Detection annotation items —
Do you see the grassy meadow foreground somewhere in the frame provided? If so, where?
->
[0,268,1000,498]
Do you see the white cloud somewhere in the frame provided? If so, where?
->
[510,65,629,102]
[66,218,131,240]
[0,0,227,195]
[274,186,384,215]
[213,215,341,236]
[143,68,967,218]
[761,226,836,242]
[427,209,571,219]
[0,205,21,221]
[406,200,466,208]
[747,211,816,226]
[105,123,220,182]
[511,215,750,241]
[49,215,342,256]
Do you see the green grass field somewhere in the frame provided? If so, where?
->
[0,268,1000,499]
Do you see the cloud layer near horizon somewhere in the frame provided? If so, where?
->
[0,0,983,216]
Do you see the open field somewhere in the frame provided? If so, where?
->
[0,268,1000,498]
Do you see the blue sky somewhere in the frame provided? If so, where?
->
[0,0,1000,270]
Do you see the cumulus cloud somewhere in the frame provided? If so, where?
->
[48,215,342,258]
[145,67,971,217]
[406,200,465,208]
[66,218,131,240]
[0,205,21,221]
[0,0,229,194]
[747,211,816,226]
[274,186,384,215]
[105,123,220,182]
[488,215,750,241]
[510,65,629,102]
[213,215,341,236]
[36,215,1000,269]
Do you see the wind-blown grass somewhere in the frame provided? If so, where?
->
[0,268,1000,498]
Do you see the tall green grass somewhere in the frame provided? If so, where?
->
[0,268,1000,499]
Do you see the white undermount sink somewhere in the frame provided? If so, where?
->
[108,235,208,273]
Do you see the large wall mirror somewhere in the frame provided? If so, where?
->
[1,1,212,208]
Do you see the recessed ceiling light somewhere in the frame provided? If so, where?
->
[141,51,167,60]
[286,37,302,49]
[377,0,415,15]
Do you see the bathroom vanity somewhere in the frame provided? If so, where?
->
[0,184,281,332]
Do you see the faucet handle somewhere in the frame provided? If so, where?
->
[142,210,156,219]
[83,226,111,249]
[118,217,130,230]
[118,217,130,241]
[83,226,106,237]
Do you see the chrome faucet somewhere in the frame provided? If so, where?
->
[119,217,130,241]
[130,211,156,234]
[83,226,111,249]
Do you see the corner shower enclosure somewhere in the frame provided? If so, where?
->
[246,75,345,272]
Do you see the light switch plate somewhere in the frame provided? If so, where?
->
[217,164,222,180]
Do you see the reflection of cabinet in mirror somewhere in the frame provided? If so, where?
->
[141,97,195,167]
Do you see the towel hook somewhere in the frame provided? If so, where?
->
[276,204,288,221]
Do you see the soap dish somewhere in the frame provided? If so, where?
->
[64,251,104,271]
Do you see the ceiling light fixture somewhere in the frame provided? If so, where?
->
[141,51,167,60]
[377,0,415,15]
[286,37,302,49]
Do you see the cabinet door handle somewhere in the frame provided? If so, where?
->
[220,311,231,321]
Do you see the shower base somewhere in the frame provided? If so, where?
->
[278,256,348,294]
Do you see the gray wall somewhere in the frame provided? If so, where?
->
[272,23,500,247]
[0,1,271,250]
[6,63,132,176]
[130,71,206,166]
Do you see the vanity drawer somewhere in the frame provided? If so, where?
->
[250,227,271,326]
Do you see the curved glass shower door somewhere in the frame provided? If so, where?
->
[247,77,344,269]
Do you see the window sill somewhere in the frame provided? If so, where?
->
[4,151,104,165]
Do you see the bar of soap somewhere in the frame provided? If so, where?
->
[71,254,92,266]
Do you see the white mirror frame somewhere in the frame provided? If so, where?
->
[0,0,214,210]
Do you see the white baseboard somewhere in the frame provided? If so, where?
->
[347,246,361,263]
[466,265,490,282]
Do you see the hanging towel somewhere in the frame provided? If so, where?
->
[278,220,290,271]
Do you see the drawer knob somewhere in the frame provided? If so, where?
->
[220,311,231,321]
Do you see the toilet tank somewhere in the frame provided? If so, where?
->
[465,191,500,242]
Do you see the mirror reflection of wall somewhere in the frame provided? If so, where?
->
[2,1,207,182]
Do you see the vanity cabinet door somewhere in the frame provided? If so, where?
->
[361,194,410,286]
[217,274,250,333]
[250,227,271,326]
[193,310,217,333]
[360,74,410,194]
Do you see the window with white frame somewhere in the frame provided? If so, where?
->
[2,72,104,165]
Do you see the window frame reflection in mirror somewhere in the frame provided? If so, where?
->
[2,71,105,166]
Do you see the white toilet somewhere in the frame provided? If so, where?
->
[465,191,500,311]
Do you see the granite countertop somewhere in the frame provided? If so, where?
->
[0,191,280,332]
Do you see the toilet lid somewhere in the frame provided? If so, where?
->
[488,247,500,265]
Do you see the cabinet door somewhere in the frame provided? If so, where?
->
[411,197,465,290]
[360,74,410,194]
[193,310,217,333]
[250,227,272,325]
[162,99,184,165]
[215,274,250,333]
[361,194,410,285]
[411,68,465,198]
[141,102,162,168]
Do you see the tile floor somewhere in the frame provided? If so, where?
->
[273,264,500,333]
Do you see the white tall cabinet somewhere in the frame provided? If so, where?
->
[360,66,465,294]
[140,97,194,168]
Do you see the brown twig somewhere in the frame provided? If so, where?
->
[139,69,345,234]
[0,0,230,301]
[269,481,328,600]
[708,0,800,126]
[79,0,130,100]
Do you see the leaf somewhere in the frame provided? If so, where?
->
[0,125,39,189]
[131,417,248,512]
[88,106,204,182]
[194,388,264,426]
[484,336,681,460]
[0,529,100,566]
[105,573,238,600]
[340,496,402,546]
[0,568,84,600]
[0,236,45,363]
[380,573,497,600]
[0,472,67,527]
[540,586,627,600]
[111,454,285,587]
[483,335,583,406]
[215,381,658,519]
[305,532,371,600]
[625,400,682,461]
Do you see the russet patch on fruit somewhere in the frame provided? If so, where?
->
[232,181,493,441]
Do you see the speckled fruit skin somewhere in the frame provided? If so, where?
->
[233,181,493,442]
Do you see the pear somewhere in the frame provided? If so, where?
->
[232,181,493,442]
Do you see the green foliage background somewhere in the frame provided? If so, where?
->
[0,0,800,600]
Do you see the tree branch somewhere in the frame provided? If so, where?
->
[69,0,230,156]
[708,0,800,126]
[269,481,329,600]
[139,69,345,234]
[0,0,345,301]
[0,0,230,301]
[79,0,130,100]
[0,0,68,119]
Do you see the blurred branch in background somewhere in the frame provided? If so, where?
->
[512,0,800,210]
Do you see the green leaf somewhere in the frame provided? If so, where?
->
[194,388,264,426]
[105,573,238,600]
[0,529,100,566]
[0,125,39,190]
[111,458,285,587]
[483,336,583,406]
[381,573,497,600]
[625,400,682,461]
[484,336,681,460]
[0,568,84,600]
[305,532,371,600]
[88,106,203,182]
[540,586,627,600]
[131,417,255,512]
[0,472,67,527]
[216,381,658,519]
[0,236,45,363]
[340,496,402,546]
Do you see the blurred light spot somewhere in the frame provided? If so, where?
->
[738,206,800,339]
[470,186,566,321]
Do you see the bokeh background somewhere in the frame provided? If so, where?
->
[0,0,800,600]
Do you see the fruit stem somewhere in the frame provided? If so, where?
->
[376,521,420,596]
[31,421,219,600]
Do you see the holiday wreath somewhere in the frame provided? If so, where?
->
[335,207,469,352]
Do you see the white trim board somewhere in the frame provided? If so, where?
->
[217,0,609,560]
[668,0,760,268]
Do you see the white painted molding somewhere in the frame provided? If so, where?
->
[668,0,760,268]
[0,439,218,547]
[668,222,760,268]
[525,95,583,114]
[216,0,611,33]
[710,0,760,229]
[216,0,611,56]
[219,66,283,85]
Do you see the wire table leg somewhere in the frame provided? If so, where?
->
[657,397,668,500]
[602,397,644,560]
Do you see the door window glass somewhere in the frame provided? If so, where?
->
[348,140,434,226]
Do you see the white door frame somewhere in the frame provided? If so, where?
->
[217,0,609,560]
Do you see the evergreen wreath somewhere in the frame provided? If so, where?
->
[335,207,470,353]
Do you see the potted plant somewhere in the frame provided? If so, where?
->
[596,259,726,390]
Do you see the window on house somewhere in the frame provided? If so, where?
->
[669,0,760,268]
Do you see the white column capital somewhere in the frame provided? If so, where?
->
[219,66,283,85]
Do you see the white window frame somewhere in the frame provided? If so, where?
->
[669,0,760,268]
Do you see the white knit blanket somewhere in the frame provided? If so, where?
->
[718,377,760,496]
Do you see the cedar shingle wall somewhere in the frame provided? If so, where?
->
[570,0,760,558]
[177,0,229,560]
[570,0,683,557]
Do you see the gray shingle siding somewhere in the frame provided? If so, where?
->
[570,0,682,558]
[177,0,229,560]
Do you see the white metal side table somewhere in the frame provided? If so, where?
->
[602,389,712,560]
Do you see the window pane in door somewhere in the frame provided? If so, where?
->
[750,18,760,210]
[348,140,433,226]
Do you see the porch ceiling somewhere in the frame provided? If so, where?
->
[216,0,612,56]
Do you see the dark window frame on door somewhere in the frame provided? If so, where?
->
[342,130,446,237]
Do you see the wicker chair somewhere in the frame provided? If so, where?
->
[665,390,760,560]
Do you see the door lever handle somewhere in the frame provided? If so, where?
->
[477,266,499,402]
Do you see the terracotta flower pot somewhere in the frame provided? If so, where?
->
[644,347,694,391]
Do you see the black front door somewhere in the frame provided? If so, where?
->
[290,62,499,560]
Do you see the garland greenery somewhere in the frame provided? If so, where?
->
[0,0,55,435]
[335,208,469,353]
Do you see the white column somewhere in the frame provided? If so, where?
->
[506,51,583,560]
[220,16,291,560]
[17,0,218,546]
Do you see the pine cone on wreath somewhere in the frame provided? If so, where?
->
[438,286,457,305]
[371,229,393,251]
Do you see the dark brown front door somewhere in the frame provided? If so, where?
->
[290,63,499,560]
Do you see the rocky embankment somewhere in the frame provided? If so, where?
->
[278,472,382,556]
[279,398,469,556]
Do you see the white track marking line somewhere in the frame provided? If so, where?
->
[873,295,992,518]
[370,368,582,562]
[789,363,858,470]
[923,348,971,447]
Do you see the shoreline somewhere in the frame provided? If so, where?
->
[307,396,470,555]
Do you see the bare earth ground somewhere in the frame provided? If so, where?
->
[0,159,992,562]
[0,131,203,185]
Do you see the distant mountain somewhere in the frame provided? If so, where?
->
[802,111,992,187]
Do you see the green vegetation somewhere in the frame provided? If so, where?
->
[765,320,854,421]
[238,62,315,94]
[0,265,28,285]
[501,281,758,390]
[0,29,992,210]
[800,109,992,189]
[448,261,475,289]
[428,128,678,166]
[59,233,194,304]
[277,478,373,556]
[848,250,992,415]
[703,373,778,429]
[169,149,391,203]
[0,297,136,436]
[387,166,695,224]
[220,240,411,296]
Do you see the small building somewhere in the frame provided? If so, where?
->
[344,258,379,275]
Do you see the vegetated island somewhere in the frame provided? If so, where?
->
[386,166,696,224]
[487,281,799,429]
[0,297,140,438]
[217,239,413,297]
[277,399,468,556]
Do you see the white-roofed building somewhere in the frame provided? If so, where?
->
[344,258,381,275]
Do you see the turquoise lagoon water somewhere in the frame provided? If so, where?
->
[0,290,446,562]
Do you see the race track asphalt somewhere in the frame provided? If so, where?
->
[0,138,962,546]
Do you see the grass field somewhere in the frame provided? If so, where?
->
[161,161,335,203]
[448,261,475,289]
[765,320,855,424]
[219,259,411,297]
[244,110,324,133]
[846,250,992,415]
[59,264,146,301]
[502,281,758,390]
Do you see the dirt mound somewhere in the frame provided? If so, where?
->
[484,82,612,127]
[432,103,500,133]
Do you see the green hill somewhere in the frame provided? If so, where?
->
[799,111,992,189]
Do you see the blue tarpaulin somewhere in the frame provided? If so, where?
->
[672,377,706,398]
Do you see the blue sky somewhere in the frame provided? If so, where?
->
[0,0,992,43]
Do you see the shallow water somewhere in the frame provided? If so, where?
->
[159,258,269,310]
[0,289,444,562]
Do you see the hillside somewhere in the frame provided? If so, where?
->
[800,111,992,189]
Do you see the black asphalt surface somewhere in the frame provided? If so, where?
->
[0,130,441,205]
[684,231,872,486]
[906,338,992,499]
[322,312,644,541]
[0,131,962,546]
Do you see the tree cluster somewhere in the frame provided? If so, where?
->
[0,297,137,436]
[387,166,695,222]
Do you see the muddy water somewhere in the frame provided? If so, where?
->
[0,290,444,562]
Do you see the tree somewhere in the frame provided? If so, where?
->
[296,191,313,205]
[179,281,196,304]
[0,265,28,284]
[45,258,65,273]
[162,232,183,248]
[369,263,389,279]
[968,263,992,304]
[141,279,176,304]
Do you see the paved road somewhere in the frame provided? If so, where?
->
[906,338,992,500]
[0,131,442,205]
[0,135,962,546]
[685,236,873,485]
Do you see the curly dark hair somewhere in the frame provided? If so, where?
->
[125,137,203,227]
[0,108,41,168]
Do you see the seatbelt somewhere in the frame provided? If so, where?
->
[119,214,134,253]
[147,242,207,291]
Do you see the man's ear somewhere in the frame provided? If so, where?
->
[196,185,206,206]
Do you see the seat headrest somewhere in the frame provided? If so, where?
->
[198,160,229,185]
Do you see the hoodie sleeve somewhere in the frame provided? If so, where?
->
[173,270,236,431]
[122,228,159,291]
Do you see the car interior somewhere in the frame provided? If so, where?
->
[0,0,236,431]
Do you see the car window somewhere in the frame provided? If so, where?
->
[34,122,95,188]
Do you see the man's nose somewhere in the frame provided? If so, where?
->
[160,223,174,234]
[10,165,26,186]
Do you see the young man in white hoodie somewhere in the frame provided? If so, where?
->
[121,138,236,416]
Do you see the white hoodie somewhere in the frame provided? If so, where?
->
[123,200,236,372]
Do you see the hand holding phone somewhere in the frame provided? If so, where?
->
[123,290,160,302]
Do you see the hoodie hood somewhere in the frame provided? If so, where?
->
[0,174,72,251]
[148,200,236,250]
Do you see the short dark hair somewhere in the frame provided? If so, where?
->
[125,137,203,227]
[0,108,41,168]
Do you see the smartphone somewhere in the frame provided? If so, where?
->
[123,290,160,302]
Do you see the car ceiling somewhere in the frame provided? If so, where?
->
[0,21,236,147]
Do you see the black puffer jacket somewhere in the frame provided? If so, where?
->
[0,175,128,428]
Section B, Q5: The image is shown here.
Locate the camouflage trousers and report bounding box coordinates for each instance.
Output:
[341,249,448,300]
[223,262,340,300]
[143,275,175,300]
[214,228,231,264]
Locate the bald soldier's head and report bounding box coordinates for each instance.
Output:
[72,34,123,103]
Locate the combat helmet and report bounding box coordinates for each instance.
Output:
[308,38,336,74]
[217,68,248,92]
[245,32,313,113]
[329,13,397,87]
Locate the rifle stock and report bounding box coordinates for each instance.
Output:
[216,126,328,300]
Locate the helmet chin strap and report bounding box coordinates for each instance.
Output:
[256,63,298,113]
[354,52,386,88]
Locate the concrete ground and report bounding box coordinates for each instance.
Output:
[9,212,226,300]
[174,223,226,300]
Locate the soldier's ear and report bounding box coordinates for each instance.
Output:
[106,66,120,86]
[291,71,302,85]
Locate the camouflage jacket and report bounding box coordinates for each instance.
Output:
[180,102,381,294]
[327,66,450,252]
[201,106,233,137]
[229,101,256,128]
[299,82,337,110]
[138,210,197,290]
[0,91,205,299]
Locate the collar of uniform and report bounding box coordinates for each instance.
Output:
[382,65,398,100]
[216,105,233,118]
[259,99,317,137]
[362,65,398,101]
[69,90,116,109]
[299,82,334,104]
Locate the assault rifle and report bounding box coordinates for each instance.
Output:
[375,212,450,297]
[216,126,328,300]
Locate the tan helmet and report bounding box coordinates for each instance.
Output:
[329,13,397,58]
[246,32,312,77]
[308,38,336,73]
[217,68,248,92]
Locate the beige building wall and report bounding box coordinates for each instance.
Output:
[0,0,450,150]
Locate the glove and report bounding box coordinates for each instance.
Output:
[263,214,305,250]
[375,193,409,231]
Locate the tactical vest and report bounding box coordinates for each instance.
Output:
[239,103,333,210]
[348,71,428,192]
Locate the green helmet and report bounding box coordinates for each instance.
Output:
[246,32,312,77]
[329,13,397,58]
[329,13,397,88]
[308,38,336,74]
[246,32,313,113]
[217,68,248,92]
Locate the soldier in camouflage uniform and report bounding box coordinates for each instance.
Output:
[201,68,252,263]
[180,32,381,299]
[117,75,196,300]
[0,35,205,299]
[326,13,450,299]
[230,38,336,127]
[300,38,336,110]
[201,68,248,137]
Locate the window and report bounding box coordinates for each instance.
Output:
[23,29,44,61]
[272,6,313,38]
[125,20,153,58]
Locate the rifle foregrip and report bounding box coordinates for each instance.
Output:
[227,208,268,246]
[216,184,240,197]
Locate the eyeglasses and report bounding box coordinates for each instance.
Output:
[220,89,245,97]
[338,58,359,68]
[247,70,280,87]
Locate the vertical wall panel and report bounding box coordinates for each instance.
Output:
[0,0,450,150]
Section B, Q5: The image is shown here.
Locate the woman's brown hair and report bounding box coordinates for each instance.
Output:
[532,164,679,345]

THE PROBLEM — Give the items between the lines holding "Do you see the shoreline" and "[344,258,379,275]", inclusive, as a two-column CSV with the columns item_text and answer. Use one row per item, put each value in a single quoted field, and turn line breaks into spaces.

ANSWER TO THE PROBLEM —
item_text,answer
"Do you see the shoreline somewhere in the frame provided? If so, where? ->","[307,396,470,555]"
"Do you see the bare earth ground somewhere in the frame provided? If so, where? ->","[0,159,992,562] [0,131,203,185]"
"Do you see the distant mountain somewhere in the frame provided? If so, where? ->","[802,111,992,187]"
"Do you see the green vegetation somewhere in the frame provided? If so, where? ->","[765,320,854,421] [238,62,315,94] [0,265,28,285] [501,281,758,390] [0,29,992,210] [800,109,992,189] [448,261,475,289] [428,128,678,166] [59,233,194,304] [277,478,373,556] [848,250,992,415] [703,373,778,429] [169,149,391,203] [0,297,136,436] [387,166,695,224] [220,240,411,296]"
"Do you see the small building somewhere in the frame provided? If so, where? ->","[344,258,379,275]"